■ **Assignment**
Please print each entry below exactly as it stands, but without any pictures.

■ **Supplied data**

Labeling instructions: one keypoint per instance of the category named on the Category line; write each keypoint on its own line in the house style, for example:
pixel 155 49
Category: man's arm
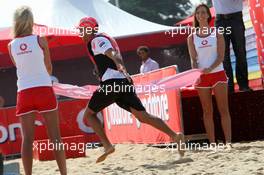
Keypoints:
pixel 192 52
pixel 117 58
pixel 220 52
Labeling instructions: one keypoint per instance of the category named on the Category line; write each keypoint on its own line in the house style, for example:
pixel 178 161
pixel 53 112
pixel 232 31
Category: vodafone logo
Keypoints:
pixel 23 47
pixel 204 42
pixel 9 132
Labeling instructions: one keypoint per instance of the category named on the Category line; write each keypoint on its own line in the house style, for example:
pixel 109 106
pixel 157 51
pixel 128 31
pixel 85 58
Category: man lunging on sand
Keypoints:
pixel 105 54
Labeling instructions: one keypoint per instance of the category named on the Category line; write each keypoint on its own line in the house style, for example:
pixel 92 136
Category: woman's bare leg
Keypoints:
pixel 52 122
pixel 221 95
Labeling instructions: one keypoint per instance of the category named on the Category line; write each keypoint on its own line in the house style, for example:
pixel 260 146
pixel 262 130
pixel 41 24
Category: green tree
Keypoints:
pixel 167 12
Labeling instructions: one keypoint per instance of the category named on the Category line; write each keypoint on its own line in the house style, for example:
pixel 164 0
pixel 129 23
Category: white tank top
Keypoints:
pixel 30 66
pixel 206 48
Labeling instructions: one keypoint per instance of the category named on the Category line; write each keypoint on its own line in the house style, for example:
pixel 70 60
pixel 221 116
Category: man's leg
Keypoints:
pixel 239 45
pixel 99 101
pixel 96 124
pixel 227 60
pixel 159 124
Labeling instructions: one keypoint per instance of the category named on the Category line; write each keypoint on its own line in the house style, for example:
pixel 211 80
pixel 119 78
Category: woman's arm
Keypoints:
pixel 192 51
pixel 117 58
pixel 44 45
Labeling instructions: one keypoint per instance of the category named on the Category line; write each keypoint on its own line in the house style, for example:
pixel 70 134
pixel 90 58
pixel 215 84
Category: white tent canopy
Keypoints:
pixel 67 13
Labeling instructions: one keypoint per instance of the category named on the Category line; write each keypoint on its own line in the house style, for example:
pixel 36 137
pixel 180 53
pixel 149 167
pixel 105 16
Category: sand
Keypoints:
pixel 242 159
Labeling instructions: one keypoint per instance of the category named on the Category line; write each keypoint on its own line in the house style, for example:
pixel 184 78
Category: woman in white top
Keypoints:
pixel 30 55
pixel 206 49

■ **Your solution**
Labeling instructions: one keypoint per instance of the category named on the Category line; write each keypoint on its own line in the house style, for example:
pixel 155 49
Category: man's arm
Keypoints:
pixel 192 52
pixel 117 58
pixel 220 52
Labeling instructions: one keypoint per instance of the category named on the Category line; write each keypoint on its own line in the house style, for example:
pixel 178 161
pixel 53 112
pixel 232 31
Category: vodafone logo
Keypoints:
pixel 23 47
pixel 204 42
pixel 9 132
Labeling instructions: one keypoint per instance of the category named on the Category line; write each keypoint on its own line in the house style, for example:
pixel 109 106
pixel 157 51
pixel 128 31
pixel 85 58
Category: man lunging on sand
Keypoints:
pixel 105 54
Labeling instructions: one keypoint per instance of the category named on the Category line; write each keypoint on its own line in the house style, for example:
pixel 92 136
Category: woman's bare leg
Keypoints:
pixel 52 122
pixel 221 95
Labeling instructions: one keypoint per instance of the category named on the Category line; write each keypoint on its own line in the house style, for example:
pixel 260 146
pixel 262 130
pixel 41 24
Category: green tree
Keypoints:
pixel 167 12
Labeling instructions: one keypoint per instance of the category named on the Category line; write each keypoint on its own line in the house style, for example:
pixel 164 0
pixel 129 23
Category: white tank top
Keypoints:
pixel 30 66
pixel 206 48
Labeling instructions: one keypoint per instance of the category named on the Category line; write each keypoint on its own line in the house style, for example:
pixel 70 60
pixel 221 116
Category: man's leg
Keypoints:
pixel 239 45
pixel 99 101
pixel 96 124
pixel 227 60
pixel 159 124
Labeling instructions: one keypoint per instance of the category named on the Category line; write each keypoint on its own line in the house style, for example:
pixel 211 80
pixel 119 78
Category: woman's arm
Keypoints:
pixel 192 51
pixel 117 58
pixel 44 45
Labeling instructions: one keypoint per instance of the category named on the Category line; write each keypoint on its own line in the house style, for example:
pixel 70 134
pixel 90 58
pixel 215 84
Category: white tent canopy
Keypoints:
pixel 67 13
Labeling instructions: one keypoint per instance of the category named on the Category line; write each keypoint on its own line in the house style, for example:
pixel 36 137
pixel 180 53
pixel 149 167
pixel 105 16
Category: sand
Keypoints:
pixel 242 159
Labeling instructions: one keypoint per instance of the category named on the Category line; write each keypoint on its own line in the house style, for example:
pixel 184 78
Category: woman in white top
Keypoints:
pixel 30 55
pixel 206 49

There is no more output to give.